** start of Material shown **

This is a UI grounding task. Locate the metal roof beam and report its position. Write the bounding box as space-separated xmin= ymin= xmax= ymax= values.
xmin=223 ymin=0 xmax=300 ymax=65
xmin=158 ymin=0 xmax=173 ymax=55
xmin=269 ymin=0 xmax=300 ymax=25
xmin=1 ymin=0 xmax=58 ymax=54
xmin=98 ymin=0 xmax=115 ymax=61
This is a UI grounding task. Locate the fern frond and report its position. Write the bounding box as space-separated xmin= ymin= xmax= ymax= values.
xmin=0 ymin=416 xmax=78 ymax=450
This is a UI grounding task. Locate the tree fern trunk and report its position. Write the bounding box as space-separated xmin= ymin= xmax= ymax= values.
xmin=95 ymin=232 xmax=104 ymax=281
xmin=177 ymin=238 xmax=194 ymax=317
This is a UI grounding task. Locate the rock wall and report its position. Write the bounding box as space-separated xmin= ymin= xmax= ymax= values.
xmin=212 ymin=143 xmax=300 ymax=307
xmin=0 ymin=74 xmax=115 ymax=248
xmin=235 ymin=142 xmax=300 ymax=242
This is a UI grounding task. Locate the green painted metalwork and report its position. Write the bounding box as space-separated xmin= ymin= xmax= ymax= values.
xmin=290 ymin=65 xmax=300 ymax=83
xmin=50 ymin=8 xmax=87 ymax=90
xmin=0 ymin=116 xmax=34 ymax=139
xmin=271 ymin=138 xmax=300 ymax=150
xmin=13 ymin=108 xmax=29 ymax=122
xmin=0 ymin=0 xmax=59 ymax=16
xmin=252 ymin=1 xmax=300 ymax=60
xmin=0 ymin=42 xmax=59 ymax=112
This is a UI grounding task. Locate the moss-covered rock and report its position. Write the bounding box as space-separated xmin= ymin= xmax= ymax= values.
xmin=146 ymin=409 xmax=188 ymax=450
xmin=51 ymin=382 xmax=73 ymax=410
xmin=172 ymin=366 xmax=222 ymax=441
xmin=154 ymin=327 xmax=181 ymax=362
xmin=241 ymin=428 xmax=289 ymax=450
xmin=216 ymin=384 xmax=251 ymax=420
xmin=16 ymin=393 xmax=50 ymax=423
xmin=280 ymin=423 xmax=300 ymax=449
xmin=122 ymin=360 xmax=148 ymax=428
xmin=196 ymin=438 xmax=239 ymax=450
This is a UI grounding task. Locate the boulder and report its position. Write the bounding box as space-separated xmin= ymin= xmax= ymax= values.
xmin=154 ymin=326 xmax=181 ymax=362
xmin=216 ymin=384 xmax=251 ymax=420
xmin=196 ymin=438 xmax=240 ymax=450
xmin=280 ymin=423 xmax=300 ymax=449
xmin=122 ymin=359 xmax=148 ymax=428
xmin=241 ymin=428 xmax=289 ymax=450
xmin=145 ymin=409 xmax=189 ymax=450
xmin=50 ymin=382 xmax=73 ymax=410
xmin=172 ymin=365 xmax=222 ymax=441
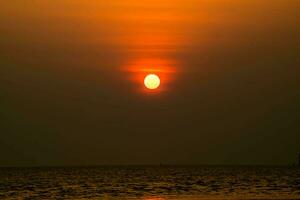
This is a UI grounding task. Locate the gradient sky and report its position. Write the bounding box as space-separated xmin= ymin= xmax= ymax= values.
xmin=0 ymin=0 xmax=300 ymax=166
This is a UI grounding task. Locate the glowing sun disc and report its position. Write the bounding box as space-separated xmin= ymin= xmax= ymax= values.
xmin=144 ymin=74 xmax=160 ymax=90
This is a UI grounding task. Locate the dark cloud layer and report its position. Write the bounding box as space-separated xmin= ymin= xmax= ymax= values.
xmin=0 ymin=0 xmax=300 ymax=166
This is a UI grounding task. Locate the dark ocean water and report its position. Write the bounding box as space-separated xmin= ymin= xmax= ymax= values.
xmin=0 ymin=166 xmax=300 ymax=200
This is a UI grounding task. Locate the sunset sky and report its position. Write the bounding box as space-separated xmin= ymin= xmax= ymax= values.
xmin=0 ymin=0 xmax=300 ymax=166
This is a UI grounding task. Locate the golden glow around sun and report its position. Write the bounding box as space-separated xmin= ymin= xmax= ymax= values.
xmin=144 ymin=74 xmax=160 ymax=90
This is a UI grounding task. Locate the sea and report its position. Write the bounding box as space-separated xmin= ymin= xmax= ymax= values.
xmin=0 ymin=166 xmax=300 ymax=200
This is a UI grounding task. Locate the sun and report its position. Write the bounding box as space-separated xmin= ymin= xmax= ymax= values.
xmin=144 ymin=74 xmax=160 ymax=90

** end of Material shown **

[Given task] Reproduce the whole listing above word for word, leaving out the pictures.

[Reply]
This is a UI grounding task. Locate the metal roof beam and report its position. Write the bounding box as space-separated xmin= ymin= xmax= ymax= values.
xmin=223 ymin=0 xmax=300 ymax=65
xmin=158 ymin=0 xmax=173 ymax=55
xmin=269 ymin=0 xmax=300 ymax=25
xmin=1 ymin=0 xmax=58 ymax=54
xmin=98 ymin=0 xmax=115 ymax=61
This is a UI grounding task. Locate the fern frond and report its position. Write the bounding box as space-separated xmin= ymin= xmax= ymax= values.
xmin=0 ymin=416 xmax=78 ymax=450
This is a UI grounding task. Locate the tree fern trunk and report its position. Write the bounding box as space-separated xmin= ymin= xmax= ymax= values.
xmin=95 ymin=232 xmax=104 ymax=281
xmin=177 ymin=238 xmax=194 ymax=317
This is a UI grounding task. Locate the rock wall and report its position. Write the bounding box as space-separated xmin= ymin= xmax= ymax= values.
xmin=212 ymin=143 xmax=300 ymax=307
xmin=0 ymin=74 xmax=115 ymax=248
xmin=235 ymin=142 xmax=300 ymax=242
This is a UI grounding task. Locate the green painted metalwork and report its position. Write the bounding box as space-separated xmin= ymin= xmax= ymax= values.
xmin=290 ymin=65 xmax=300 ymax=83
xmin=50 ymin=8 xmax=87 ymax=90
xmin=0 ymin=116 xmax=34 ymax=139
xmin=271 ymin=138 xmax=300 ymax=150
xmin=13 ymin=108 xmax=29 ymax=122
xmin=0 ymin=0 xmax=59 ymax=16
xmin=252 ymin=1 xmax=300 ymax=60
xmin=0 ymin=42 xmax=59 ymax=112
This is a UI grounding task. Locate the moss-covered rock and report its position. Write the bounding box as space-separated xmin= ymin= xmax= ymax= values.
xmin=146 ymin=409 xmax=188 ymax=450
xmin=51 ymin=382 xmax=73 ymax=410
xmin=172 ymin=366 xmax=222 ymax=441
xmin=154 ymin=327 xmax=181 ymax=362
xmin=241 ymin=428 xmax=289 ymax=450
xmin=216 ymin=384 xmax=251 ymax=420
xmin=16 ymin=393 xmax=50 ymax=423
xmin=280 ymin=423 xmax=300 ymax=449
xmin=122 ymin=360 xmax=148 ymax=428
xmin=196 ymin=438 xmax=239 ymax=450
This is a UI grounding task. Locate the boulder and report its position. Write the bounding box as space-separated xmin= ymin= xmax= ymax= values.
xmin=154 ymin=326 xmax=181 ymax=362
xmin=216 ymin=384 xmax=251 ymax=420
xmin=196 ymin=438 xmax=240 ymax=450
xmin=280 ymin=423 xmax=300 ymax=449
xmin=122 ymin=359 xmax=148 ymax=428
xmin=241 ymin=428 xmax=289 ymax=450
xmin=145 ymin=409 xmax=189 ymax=450
xmin=50 ymin=382 xmax=73 ymax=410
xmin=172 ymin=365 xmax=222 ymax=441
This is a UI grounding task. Locate the gradient sky and report its position. Write the bounding box as space-separated xmin= ymin= xmax= ymax= values.
xmin=0 ymin=0 xmax=300 ymax=166
This is a UI grounding task. Locate the glowing sun disc and report its position. Write the bounding box as space-separated xmin= ymin= xmax= ymax= values.
xmin=144 ymin=74 xmax=160 ymax=90
This is a UI grounding task. Locate the dark cloud layer and report its position. Write the bounding box as space-separated xmin= ymin= xmax= ymax= values.
xmin=0 ymin=0 xmax=300 ymax=166
This is a UI grounding task. Locate the dark ocean water and report its position. Write the bounding box as space-separated xmin= ymin= xmax= ymax= values.
xmin=0 ymin=166 xmax=300 ymax=200
This is a UI grounding task. Locate the sunset sky and report its position. Write the bounding box as space-separated xmin= ymin= xmax= ymax= values.
xmin=0 ymin=0 xmax=300 ymax=166
This is a UI grounding task. Locate the golden glow around sun and report its position. Write the bounding box as space-separated xmin= ymin= xmax= ymax= values.
xmin=144 ymin=74 xmax=160 ymax=90
This is a UI grounding task. Locate the sea and report its position. Write the bounding box as space-separated xmin= ymin= xmax= ymax= values.
xmin=0 ymin=166 xmax=300 ymax=200
This is a UI grounding task. Locate the sun and report its position. Write the bounding box as space-separated xmin= ymin= xmax= ymax= values.
xmin=144 ymin=74 xmax=160 ymax=90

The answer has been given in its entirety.